◆ **GOAL**
Reproduce the blog post word for word from "Around the World" to "been reporting lately.".

Cross-posted on The Conjecturer.

The Pentagon

  • This account of an NSA Recruiting drive wasn’t all that remarkable, except for one bit I had never heard before. “It was mentioned that people who had done a lot of illegal file sharing were turned down and told never to apply again.” Now, how they define “a lot” leaves much to be desired. But I don’t know of a single computer literate college student who has not done any illegal file sharing. Can the NSA afford to be that picky in choosing its candidates? Does the CIA and other intelligence agencies have such stringent (and, in my view, unrealistic) criteria for its 21-year old recruits? (Note: Noah Shachtman makes the same point as well.)
  • Now that I think of it, this is kind of similar to their attitude on drugs. Until recently, the criteria was that any illegal drug use, at any point in your past, was grounds for clearance denial. That has since been amended to “within the last 12 months” for most clearances, including the CIA. A similar standard should apply to the NSA.
  • Not exactly Pentagon, but it is US-strategy related: an article I wrote on American strategic opportunities in Turkmenistan is up over at World Politics Watch. Go, read.

Around the World

  • A fascinating look at EU relations with Uzbekistan, two years after the Andijon massacre. If your Russian (or translation service) isn’t up to snuff, it is along similar lines to much of what Nathan has been reporting lately.

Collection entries
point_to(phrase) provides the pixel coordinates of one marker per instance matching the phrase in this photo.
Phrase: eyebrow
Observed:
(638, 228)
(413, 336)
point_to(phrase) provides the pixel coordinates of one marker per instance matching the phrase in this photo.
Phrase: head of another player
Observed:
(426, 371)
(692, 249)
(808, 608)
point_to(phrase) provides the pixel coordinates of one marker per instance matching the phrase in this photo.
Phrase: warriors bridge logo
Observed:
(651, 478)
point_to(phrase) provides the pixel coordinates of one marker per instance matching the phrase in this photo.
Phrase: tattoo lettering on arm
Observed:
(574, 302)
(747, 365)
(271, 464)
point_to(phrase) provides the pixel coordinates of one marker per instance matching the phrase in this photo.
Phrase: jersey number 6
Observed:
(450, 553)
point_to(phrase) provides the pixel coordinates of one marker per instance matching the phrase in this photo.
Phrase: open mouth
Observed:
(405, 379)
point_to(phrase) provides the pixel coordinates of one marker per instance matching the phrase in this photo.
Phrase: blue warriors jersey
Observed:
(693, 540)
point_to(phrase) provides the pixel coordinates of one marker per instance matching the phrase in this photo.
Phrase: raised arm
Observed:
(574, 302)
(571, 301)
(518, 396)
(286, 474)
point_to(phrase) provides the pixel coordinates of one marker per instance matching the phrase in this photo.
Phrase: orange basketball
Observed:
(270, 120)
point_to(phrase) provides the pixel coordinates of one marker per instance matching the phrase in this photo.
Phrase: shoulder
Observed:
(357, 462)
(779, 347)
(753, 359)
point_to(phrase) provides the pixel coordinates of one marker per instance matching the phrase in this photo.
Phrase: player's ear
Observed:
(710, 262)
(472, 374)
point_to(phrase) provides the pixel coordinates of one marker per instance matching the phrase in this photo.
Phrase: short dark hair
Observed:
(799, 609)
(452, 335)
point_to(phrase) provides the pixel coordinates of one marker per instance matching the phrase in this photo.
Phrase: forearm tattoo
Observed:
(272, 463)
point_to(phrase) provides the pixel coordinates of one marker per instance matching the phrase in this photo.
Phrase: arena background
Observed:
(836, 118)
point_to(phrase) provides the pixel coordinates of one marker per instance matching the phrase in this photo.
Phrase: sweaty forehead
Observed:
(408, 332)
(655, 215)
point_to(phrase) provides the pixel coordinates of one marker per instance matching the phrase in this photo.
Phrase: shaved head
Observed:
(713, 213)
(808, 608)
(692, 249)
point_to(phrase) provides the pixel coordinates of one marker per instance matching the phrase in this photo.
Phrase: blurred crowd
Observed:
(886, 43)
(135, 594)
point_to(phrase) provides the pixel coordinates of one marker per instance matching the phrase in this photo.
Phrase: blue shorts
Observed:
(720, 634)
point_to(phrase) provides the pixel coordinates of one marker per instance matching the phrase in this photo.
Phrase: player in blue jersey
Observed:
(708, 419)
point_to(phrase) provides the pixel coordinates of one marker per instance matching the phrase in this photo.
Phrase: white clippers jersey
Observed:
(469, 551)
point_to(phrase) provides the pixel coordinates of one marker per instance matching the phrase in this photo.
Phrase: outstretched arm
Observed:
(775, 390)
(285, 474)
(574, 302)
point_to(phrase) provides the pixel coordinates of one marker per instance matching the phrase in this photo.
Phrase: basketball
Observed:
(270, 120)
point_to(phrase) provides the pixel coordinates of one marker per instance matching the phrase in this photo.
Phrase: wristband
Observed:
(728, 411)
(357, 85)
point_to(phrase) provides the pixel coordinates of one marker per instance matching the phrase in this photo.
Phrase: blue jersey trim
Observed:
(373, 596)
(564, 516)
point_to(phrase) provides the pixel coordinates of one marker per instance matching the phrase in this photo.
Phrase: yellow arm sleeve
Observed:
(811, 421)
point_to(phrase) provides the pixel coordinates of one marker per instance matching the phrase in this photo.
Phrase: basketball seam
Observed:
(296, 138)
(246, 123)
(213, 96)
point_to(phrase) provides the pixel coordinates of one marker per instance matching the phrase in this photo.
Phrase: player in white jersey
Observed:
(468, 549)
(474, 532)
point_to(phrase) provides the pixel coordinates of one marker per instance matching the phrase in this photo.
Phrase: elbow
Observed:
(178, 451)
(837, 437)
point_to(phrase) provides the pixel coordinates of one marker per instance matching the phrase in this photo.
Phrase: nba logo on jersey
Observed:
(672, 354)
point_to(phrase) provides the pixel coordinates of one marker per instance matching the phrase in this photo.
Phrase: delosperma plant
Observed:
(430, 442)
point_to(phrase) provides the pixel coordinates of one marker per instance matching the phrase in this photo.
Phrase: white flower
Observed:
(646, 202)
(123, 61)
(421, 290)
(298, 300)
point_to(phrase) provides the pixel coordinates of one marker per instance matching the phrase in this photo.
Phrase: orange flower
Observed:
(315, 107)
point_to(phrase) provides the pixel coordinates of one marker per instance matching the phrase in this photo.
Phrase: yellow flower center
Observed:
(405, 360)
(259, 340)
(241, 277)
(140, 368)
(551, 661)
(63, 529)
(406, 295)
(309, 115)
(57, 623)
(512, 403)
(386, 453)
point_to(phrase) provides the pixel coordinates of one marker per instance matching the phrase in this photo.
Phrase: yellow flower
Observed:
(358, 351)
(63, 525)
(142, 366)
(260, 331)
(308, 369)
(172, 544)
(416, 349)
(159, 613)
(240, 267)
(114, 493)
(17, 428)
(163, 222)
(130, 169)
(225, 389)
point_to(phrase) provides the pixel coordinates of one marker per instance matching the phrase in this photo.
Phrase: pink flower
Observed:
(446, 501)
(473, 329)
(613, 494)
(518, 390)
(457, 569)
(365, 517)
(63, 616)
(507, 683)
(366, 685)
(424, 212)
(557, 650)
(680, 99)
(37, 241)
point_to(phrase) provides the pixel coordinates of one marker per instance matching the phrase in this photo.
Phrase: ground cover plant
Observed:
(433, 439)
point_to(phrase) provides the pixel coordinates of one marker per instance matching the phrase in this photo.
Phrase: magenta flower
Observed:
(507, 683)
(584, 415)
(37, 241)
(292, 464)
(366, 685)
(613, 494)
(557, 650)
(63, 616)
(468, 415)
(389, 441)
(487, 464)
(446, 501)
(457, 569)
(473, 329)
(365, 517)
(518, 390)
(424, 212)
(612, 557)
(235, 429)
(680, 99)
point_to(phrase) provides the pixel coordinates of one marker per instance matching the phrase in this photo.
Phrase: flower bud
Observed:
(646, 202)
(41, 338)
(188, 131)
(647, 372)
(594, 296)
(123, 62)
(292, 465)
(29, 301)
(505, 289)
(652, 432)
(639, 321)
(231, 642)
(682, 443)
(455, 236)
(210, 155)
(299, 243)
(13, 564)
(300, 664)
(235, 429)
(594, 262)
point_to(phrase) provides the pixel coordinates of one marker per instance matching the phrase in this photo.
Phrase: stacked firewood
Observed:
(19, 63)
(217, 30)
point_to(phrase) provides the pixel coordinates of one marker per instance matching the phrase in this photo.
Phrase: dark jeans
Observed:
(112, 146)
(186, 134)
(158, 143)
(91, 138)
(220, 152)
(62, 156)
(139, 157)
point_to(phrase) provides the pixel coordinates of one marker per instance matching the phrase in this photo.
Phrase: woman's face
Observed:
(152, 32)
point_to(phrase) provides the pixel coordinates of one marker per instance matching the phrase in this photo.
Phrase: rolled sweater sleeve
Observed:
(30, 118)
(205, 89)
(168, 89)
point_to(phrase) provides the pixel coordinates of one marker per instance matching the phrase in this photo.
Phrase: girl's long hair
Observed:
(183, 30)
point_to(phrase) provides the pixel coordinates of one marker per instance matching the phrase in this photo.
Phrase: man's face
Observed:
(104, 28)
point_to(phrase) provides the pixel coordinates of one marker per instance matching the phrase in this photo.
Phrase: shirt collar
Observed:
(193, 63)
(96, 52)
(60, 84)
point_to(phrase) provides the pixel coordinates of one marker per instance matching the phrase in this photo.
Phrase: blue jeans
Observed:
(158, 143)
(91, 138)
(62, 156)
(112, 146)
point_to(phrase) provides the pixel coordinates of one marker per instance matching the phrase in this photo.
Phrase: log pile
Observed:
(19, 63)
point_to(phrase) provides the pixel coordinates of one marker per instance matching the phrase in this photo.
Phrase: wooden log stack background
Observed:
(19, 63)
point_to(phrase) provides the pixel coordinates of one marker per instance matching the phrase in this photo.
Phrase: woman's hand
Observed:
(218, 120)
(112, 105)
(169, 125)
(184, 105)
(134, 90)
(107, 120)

...

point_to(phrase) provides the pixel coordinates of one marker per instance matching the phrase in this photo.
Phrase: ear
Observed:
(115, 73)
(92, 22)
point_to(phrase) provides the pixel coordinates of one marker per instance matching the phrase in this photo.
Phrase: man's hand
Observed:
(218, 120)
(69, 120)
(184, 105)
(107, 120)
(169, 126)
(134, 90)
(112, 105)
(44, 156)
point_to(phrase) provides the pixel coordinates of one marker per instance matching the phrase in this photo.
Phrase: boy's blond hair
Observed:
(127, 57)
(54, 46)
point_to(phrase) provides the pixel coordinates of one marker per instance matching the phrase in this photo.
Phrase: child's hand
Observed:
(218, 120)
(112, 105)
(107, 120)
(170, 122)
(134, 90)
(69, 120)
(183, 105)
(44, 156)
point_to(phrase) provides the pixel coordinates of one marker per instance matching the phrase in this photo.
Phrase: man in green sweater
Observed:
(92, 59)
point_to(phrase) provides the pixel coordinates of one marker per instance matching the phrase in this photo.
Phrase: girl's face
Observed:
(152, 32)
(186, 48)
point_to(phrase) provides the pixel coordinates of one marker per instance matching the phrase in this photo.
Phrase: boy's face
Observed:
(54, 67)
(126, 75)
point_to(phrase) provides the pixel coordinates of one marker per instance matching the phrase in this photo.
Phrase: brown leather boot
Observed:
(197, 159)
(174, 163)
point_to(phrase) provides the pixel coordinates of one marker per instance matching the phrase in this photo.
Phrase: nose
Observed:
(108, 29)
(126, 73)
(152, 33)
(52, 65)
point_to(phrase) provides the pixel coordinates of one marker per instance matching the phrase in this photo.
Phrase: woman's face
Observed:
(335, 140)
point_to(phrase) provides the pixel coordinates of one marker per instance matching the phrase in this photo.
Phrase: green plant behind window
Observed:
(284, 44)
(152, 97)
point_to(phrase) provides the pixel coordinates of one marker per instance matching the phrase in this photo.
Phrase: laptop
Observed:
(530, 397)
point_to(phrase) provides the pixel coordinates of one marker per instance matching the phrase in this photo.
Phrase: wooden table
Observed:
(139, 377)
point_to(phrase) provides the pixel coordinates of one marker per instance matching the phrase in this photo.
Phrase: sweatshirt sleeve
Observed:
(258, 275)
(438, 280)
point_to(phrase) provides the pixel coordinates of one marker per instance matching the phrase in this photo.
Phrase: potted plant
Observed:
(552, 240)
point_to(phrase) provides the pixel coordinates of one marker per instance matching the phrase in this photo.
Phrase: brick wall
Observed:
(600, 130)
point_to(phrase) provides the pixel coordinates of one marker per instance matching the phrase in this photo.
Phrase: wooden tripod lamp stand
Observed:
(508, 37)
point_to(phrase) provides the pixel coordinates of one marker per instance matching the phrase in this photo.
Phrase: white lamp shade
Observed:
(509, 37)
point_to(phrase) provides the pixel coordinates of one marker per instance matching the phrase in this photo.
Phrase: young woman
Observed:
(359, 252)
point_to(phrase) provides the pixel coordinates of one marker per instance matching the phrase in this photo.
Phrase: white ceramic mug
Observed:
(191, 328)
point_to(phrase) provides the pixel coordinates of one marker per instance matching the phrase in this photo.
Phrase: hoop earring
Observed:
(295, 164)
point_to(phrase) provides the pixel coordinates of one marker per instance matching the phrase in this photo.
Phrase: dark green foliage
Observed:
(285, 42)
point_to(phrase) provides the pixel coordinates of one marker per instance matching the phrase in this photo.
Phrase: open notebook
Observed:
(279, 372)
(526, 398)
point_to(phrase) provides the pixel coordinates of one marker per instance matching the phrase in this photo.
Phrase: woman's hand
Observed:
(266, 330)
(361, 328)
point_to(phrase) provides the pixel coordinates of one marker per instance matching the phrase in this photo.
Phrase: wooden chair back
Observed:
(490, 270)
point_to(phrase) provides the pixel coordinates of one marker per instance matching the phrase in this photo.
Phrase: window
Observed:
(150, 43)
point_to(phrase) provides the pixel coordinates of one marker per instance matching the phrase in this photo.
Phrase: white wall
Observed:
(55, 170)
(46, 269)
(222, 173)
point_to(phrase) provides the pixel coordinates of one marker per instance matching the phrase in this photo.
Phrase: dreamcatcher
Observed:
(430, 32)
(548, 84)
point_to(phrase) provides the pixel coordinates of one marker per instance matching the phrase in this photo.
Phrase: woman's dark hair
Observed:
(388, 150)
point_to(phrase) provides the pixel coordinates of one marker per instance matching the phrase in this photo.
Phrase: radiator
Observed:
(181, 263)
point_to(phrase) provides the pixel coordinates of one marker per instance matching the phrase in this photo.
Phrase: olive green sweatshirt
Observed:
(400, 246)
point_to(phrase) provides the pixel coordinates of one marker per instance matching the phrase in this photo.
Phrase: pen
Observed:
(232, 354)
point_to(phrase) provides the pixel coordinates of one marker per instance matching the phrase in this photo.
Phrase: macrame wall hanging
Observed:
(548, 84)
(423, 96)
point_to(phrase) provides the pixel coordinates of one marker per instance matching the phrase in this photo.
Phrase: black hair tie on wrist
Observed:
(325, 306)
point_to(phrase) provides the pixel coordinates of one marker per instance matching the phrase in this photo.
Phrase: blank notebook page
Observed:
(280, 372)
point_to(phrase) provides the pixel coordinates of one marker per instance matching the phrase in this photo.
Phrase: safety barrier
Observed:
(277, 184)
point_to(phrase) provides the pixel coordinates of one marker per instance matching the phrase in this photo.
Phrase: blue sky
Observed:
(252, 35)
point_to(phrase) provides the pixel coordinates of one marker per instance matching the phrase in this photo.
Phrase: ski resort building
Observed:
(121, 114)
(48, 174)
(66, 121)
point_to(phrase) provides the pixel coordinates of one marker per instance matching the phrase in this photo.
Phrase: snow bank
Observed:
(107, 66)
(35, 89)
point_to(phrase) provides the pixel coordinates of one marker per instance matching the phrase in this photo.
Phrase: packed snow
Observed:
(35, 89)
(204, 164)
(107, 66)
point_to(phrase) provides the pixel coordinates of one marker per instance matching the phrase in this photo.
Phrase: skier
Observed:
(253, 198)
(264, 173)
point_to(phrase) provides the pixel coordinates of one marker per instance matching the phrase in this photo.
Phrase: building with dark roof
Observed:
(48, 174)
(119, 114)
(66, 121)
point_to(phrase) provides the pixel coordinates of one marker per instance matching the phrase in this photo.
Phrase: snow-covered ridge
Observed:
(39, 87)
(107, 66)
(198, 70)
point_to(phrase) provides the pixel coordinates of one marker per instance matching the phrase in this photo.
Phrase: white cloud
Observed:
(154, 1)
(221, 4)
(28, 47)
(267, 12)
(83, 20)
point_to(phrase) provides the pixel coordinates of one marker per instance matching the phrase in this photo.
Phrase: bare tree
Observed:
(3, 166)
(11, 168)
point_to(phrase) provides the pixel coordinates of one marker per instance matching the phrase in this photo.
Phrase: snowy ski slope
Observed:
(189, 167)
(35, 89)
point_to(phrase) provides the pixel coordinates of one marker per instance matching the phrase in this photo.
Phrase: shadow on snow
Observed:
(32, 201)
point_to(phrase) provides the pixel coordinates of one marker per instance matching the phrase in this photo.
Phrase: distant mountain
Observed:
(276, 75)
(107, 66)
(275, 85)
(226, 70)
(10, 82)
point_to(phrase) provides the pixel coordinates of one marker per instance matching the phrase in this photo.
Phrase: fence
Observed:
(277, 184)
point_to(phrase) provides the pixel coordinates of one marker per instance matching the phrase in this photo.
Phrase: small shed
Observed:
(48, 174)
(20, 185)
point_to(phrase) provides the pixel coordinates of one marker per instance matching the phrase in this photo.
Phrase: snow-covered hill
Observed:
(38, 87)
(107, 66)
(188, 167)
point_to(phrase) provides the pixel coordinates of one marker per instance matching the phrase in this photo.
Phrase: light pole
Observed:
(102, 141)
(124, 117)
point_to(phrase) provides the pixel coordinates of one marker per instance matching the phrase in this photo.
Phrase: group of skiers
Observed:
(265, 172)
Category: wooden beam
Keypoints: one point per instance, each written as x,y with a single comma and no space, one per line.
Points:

--

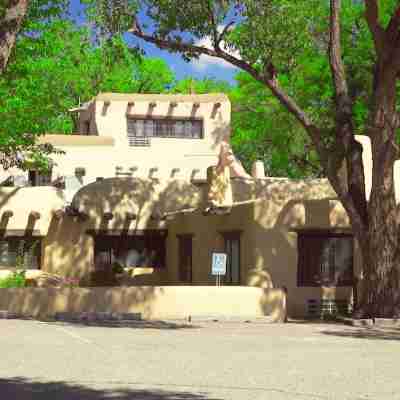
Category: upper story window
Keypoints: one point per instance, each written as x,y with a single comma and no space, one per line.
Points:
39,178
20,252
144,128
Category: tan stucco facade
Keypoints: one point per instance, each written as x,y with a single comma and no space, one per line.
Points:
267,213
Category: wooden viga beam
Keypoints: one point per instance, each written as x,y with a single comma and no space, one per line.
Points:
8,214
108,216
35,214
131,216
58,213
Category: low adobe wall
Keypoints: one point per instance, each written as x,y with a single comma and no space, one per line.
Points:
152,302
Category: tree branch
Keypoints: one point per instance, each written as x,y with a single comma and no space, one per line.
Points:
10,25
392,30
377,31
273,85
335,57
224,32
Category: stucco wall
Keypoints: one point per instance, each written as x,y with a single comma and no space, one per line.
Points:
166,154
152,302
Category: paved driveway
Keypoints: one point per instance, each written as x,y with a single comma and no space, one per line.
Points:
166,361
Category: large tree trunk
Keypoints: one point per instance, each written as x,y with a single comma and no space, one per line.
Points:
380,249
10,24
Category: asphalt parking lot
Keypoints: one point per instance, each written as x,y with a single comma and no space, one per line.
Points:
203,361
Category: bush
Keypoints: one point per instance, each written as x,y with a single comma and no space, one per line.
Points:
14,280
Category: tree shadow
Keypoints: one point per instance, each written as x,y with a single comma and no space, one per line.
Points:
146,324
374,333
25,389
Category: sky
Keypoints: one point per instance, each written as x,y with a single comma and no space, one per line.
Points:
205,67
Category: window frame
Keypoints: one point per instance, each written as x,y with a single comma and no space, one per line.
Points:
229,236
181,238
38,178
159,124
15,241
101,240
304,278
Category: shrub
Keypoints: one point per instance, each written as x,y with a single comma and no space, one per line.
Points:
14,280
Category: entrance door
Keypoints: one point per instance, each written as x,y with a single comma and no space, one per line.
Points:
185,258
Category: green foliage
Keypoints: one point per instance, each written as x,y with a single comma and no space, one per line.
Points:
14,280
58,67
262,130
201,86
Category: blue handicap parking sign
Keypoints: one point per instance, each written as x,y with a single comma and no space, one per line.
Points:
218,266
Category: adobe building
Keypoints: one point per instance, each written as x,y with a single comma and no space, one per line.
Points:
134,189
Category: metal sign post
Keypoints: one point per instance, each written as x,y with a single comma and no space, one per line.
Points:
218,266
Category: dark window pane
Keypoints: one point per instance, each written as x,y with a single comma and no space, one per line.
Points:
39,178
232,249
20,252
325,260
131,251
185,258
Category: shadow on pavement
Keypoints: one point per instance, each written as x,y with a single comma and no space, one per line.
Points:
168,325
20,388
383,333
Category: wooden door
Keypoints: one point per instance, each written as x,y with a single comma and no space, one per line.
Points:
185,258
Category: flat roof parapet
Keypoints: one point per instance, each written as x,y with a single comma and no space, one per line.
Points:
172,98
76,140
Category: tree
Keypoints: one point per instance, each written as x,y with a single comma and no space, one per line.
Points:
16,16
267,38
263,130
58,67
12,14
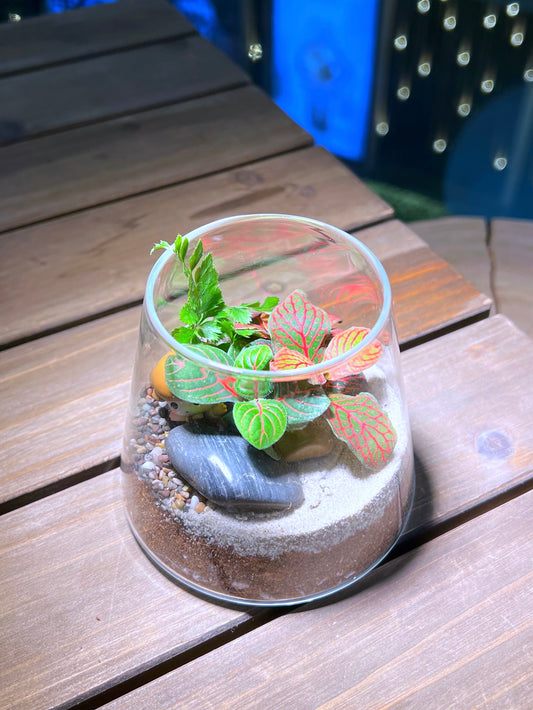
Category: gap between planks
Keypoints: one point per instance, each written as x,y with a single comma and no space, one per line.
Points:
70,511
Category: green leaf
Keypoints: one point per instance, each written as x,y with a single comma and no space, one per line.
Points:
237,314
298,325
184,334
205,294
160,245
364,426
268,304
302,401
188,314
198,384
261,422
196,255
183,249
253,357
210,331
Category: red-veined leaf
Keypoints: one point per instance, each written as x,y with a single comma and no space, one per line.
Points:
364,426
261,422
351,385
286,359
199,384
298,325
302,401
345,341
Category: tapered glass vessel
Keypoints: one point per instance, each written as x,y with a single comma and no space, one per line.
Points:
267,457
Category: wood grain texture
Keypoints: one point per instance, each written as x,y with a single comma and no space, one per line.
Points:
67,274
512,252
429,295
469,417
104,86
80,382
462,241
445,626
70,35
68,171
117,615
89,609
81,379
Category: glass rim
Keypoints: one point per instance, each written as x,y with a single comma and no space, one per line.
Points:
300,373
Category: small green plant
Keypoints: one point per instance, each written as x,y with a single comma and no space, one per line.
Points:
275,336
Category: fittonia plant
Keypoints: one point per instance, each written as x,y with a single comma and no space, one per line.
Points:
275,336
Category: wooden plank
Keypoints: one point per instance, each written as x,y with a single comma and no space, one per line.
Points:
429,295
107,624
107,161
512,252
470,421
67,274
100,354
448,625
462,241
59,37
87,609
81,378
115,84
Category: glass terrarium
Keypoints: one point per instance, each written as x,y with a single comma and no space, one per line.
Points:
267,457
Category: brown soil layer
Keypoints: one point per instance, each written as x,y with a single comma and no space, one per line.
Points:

◆ **EXERCISE RESULT**
Around the World

  • A fascinating look at EU relations with Uzbekistan, two years after the Andijon massacre. If your Russian (or translation service) isn’t up to snuff, it is along similar lines to much of what Nathan has been reporting lately.